== WHAT THE EXERCISE ASKS ==
Reproduce the records word for word, from their start up to and including the line that contains "120 80 L 109". Omit the pictures.

== DATASET CONTENT ==
START

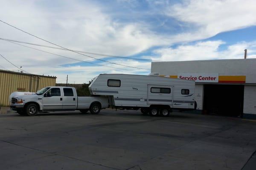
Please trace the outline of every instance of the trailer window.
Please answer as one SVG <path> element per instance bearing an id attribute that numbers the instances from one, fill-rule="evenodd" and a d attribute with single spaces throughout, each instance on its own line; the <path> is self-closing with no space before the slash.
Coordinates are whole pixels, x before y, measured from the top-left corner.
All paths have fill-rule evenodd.
<path id="1" fill-rule="evenodd" d="M 189 94 L 189 89 L 181 89 L 181 94 Z"/>
<path id="2" fill-rule="evenodd" d="M 171 93 L 171 89 L 170 88 L 151 88 L 150 91 L 151 93 L 169 94 Z"/>
<path id="3" fill-rule="evenodd" d="M 63 88 L 64 96 L 74 96 L 73 90 L 71 88 Z"/>
<path id="4" fill-rule="evenodd" d="M 120 80 L 109 79 L 108 80 L 108 86 L 109 87 L 120 87 L 121 81 Z"/>

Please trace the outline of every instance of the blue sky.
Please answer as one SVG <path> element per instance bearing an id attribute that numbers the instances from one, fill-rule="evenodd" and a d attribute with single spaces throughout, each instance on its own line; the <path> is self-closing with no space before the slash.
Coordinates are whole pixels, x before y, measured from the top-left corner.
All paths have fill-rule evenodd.
<path id="1" fill-rule="evenodd" d="M 256 58 L 253 0 L 0 0 L 0 19 L 72 49 L 157 61 Z M 0 23 L 0 38 L 53 46 Z M 71 52 L 29 45 L 91 65 L 0 41 L 0 54 L 27 71 L 88 82 L 100 73 L 150 71 L 106 63 Z M 89 54 L 87 54 L 89 55 Z M 150 69 L 151 62 L 89 55 Z M 17 70 L 0 58 L 0 69 Z"/>

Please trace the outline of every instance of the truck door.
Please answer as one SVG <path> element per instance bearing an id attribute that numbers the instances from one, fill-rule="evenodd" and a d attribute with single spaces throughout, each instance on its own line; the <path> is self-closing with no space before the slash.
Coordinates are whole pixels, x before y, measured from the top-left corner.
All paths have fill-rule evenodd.
<path id="1" fill-rule="evenodd" d="M 77 99 L 75 90 L 73 88 L 63 88 L 63 109 L 76 109 Z"/>
<path id="2" fill-rule="evenodd" d="M 62 95 L 60 88 L 50 88 L 44 95 L 43 109 L 62 109 Z"/>
<path id="3" fill-rule="evenodd" d="M 148 85 L 148 104 L 172 105 L 173 86 Z"/>

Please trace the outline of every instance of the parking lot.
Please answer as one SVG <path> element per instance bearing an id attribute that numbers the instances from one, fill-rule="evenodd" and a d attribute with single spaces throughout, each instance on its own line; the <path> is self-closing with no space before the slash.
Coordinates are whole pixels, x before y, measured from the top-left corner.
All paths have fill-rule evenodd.
<path id="1" fill-rule="evenodd" d="M 0 115 L 1 169 L 255 169 L 256 122 L 103 110 Z"/>

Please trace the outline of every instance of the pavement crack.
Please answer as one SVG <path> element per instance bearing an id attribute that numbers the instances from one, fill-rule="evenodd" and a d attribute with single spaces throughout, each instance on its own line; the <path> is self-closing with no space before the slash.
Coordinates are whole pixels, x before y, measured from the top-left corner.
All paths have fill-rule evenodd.
<path id="1" fill-rule="evenodd" d="M 21 147 L 25 147 L 25 148 L 26 148 L 32 149 L 33 150 L 37 150 L 37 151 L 38 151 L 46 152 L 47 153 L 54 153 L 49 152 L 46 151 L 45 150 L 41 150 L 40 149 L 33 148 L 32 147 L 28 147 L 27 146 L 25 146 L 21 145 L 20 144 L 15 144 L 15 143 L 14 143 L 11 142 L 8 142 L 8 141 L 4 141 L 4 140 L 0 140 L 0 141 L 2 141 L 3 142 L 7 143 L 9 143 L 9 144 L 10 144 L 20 146 Z"/>
<path id="2" fill-rule="evenodd" d="M 117 169 L 117 168 L 116 168 L 115 167 L 109 167 L 108 166 L 106 166 L 106 165 L 103 165 L 102 164 L 96 164 L 96 163 L 92 162 L 90 162 L 90 161 L 85 161 L 84 160 L 80 159 L 79 159 L 75 158 L 73 158 L 73 157 L 70 157 L 70 156 L 64 156 L 64 155 L 60 155 L 60 154 L 57 154 L 56 155 L 58 155 L 59 156 L 63 156 L 63 157 L 66 157 L 66 158 L 70 158 L 70 159 L 75 159 L 75 160 L 78 160 L 78 161 L 82 161 L 82 162 L 84 162 L 89 163 L 90 164 L 95 164 L 95 165 L 96 165 L 101 166 L 102 167 L 108 167 L 108 168 L 111 168 L 111 169 L 114 169 L 114 170 L 121 170 L 120 169 Z"/>

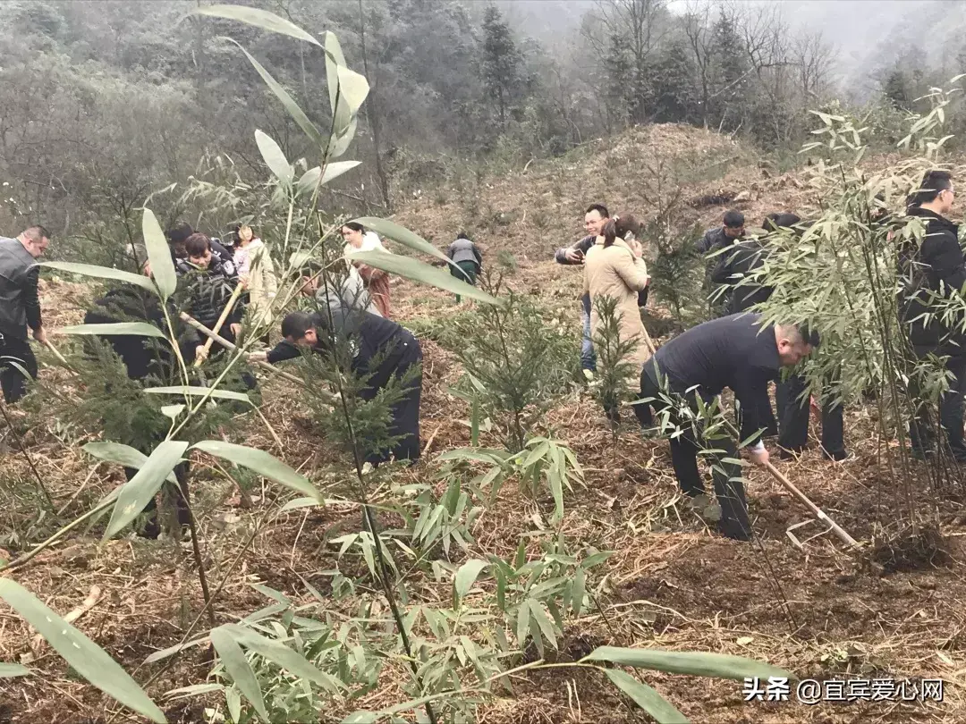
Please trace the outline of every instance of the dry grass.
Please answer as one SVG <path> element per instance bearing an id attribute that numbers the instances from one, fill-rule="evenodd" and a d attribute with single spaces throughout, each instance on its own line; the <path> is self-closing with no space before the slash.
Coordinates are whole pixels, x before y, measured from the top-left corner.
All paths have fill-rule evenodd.
<path id="1" fill-rule="evenodd" d="M 643 134 L 644 131 L 639 131 Z M 588 171 L 606 166 L 609 159 L 625 158 L 628 168 L 646 147 L 659 140 L 674 149 L 693 150 L 701 139 L 709 153 L 728 151 L 730 142 L 701 131 L 658 127 L 651 135 L 632 136 L 588 161 L 587 169 L 569 169 L 566 187 L 557 195 L 552 188 L 553 169 L 531 169 L 526 177 L 493 181 L 485 200 L 495 208 L 532 209 L 533 200 L 548 199 L 554 224 L 544 234 L 521 222 L 520 228 L 484 238 L 488 250 L 514 250 L 521 262 L 515 286 L 532 291 L 548 304 L 572 313 L 578 310 L 577 272 L 548 261 L 550 252 L 574 237 L 578 212 L 602 186 L 582 185 Z M 656 134 L 656 135 L 655 135 Z M 648 140 L 649 139 L 649 140 Z M 735 152 L 737 153 L 737 152 Z M 695 195 L 738 188 L 753 169 L 733 169 L 723 180 L 696 187 Z M 621 176 L 621 174 L 618 174 Z M 731 180 L 731 181 L 729 181 Z M 805 192 L 800 181 L 782 186 L 770 180 L 767 197 L 752 202 L 761 209 L 795 203 Z M 620 188 L 631 188 L 634 179 L 621 179 Z M 744 190 L 743 188 L 741 190 Z M 630 196 L 613 191 L 605 198 L 612 207 L 634 208 Z M 548 197 L 548 194 L 550 195 Z M 615 198 L 616 197 L 616 198 Z M 510 204 L 516 204 L 511 207 Z M 628 206 L 625 206 L 628 205 Z M 722 208 L 701 210 L 708 220 Z M 758 206 L 752 207 L 754 212 Z M 457 207 L 429 214 L 409 211 L 438 235 L 456 230 Z M 408 223 L 408 214 L 401 214 Z M 453 220 L 456 219 L 456 220 Z M 450 224 L 449 221 L 453 220 Z M 415 225 L 417 231 L 419 225 Z M 44 291 L 50 323 L 76 321 L 77 306 L 70 298 L 82 294 L 74 285 L 53 284 Z M 407 282 L 394 286 L 394 306 L 405 323 L 412 317 L 445 316 L 456 307 L 449 294 Z M 468 412 L 449 396 L 445 386 L 459 376 L 454 355 L 426 342 L 423 439 L 433 439 L 430 455 L 414 468 L 400 473 L 406 479 L 434 483 L 435 458 L 469 443 L 469 430 L 461 424 Z M 62 370 L 44 369 L 45 379 L 70 387 Z M 336 458 L 312 430 L 299 404 L 298 392 L 287 383 L 265 383 L 263 408 L 285 441 L 278 451 L 270 435 L 252 424 L 244 442 L 280 455 L 293 466 L 317 480 Z M 942 678 L 946 701 L 903 705 L 893 702 L 820 704 L 746 704 L 741 683 L 697 681 L 685 677 L 644 673 L 642 678 L 671 700 L 695 722 L 944 722 L 966 720 L 962 683 L 966 672 L 966 581 L 961 546 L 964 514 L 954 501 L 936 501 L 935 519 L 948 544 L 945 565 L 928 565 L 889 571 L 881 557 L 883 535 L 895 532 L 899 492 L 879 462 L 879 440 L 869 410 L 849 410 L 846 431 L 855 459 L 843 464 L 823 461 L 817 451 L 779 467 L 855 538 L 868 543 L 867 550 L 849 555 L 836 539 L 821 536 L 799 550 L 785 537 L 788 526 L 806 520 L 808 513 L 760 471 L 752 471 L 748 485 L 757 543 L 736 543 L 711 533 L 677 494 L 667 443 L 643 440 L 634 432 L 611 444 L 603 414 L 584 394 L 575 391 L 548 416 L 549 430 L 568 441 L 586 471 L 585 487 L 567 496 L 567 514 L 561 529 L 572 549 L 595 545 L 613 550 L 603 567 L 600 608 L 570 621 L 561 642 L 559 660 L 577 658 L 602 644 L 661 647 L 680 651 L 735 654 L 766 660 L 816 679 Z M 26 436 L 41 475 L 58 502 L 67 502 L 91 470 L 75 445 L 58 440 L 54 421 L 34 427 Z M 70 441 L 68 441 L 70 442 Z M 24 532 L 36 522 L 36 500 L 30 493 L 30 471 L 23 459 L 0 454 L 0 505 L 5 529 Z M 201 511 L 201 536 L 206 565 L 213 585 L 244 541 L 254 521 L 272 505 L 270 487 L 255 490 L 252 511 L 232 504 L 233 487 L 213 471 L 206 471 L 195 488 Z M 78 515 L 121 480 L 120 471 L 101 468 L 94 475 L 67 515 Z M 924 487 L 924 483 L 923 483 Z M 473 555 L 512 556 L 521 537 L 534 530 L 532 514 L 538 504 L 505 486 L 497 503 L 477 520 Z M 225 514 L 240 519 L 226 524 Z M 216 604 L 219 623 L 237 621 L 266 604 L 248 585 L 261 581 L 300 602 L 309 600 L 301 578 L 327 592 L 328 578 L 321 571 L 336 566 L 336 549 L 327 539 L 355 530 L 358 512 L 352 504 L 324 510 L 295 511 L 269 517 L 239 570 L 228 577 Z M 41 521 L 40 526 L 47 525 Z M 49 527 L 49 526 L 48 526 Z M 808 530 L 818 532 L 817 524 Z M 803 531 L 799 531 L 803 532 Z M 808 535 L 807 533 L 804 535 Z M 874 539 L 874 541 L 873 541 Z M 33 542 L 33 541 L 31 541 Z M 24 542 L 26 544 L 26 542 Z M 529 543 L 536 552 L 536 544 Z M 886 561 L 888 563 L 888 561 Z M 48 605 L 65 614 L 83 600 L 95 585 L 102 596 L 77 623 L 78 627 L 104 647 L 139 681 L 159 667 L 141 667 L 152 652 L 177 643 L 200 610 L 202 600 L 193 572 L 190 550 L 171 543 L 136 539 L 99 544 L 96 537 L 71 536 L 15 571 L 14 577 Z M 416 576 L 409 582 L 419 600 L 447 601 L 449 586 Z M 487 585 L 486 583 L 482 584 Z M 351 615 L 346 603 L 327 606 L 332 615 Z M 14 661 L 29 652 L 26 626 L 9 609 L 0 609 L 0 660 Z M 0 722 L 61 724 L 107 721 L 115 705 L 97 690 L 67 676 L 61 659 L 49 649 L 38 651 L 31 666 L 38 676 L 5 682 L 0 688 Z M 171 688 L 204 681 L 210 669 L 200 649 L 187 652 L 150 687 L 162 701 Z M 381 686 L 362 701 L 327 710 L 325 721 L 337 721 L 356 708 L 378 708 L 407 697 L 401 688 L 406 672 L 396 666 L 384 670 Z M 173 722 L 201 720 L 201 704 L 191 701 L 167 708 Z M 6 717 L 6 718 L 5 718 Z M 514 694 L 488 701 L 478 720 L 487 724 L 544 722 L 631 722 L 646 717 L 631 709 L 615 690 L 593 672 L 552 669 L 516 677 Z M 124 719 L 116 719 L 121 721 Z"/>

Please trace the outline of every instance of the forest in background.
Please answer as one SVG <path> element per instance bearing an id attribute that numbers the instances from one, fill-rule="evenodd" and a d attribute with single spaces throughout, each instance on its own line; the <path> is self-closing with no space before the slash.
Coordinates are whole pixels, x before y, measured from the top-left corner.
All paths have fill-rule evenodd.
<path id="1" fill-rule="evenodd" d="M 356 141 L 363 166 L 327 192 L 333 213 L 397 210 L 454 174 L 520 168 L 633 125 L 703 125 L 793 158 L 814 120 L 808 109 L 847 97 L 835 47 L 782 4 L 246 4 L 334 31 L 369 79 Z M 6 233 L 43 220 L 71 239 L 62 251 L 122 248 L 152 192 L 226 167 L 241 183 L 257 178 L 252 127 L 290 158 L 306 153 L 243 52 L 221 38 L 227 23 L 188 16 L 196 5 L 0 2 Z M 321 58 L 252 30 L 235 38 L 310 117 L 327 113 Z M 961 57 L 946 48 L 931 67 L 937 53 L 892 45 L 901 55 L 874 60 L 878 91 L 864 97 L 879 119 L 912 109 Z M 177 193 L 155 206 L 162 224 L 187 215 L 208 228 L 201 207 Z"/>

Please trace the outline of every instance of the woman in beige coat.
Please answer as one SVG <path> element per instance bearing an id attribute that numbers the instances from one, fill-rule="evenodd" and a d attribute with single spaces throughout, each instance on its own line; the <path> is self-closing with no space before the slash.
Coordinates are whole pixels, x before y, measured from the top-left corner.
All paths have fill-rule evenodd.
<path id="1" fill-rule="evenodd" d="M 616 301 L 620 319 L 620 340 L 637 343 L 629 361 L 639 373 L 651 357 L 647 331 L 638 309 L 638 292 L 647 286 L 647 267 L 641 259 L 640 244 L 634 237 L 640 224 L 634 216 L 622 214 L 610 219 L 597 243 L 587 251 L 583 264 L 583 291 L 590 294 L 590 334 L 597 336 L 600 314 L 597 301 L 610 296 Z"/>

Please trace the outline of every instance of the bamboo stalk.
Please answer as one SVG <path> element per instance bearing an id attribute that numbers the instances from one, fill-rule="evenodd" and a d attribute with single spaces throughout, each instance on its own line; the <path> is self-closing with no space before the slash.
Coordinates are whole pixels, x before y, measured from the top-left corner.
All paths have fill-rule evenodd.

END

== EXERCISE RESPONSE ==
Please trace the outline of every instance of the trailer window.
Please answer as one SVG <path> element per instance bearing an id attribute that numbers the instances from one, fill-rule="evenodd" and a d attribute with single spaces throughout, each instance on its own line; the <path> is self-closing with no space before the slash.
Coordinates are whole pixels, x before y, measured from the top-left corner.
All paths have fill-rule evenodd.
<path id="1" fill-rule="evenodd" d="M 189 94 L 189 89 L 181 89 L 181 94 Z"/>
<path id="2" fill-rule="evenodd" d="M 171 93 L 171 89 L 170 88 L 151 88 L 150 91 L 151 93 L 169 94 Z"/>
<path id="3" fill-rule="evenodd" d="M 63 88 L 64 96 L 74 96 L 73 90 L 71 88 Z"/>
<path id="4" fill-rule="evenodd" d="M 120 80 L 109 79 L 108 80 L 108 86 L 109 87 L 120 87 L 121 81 Z"/>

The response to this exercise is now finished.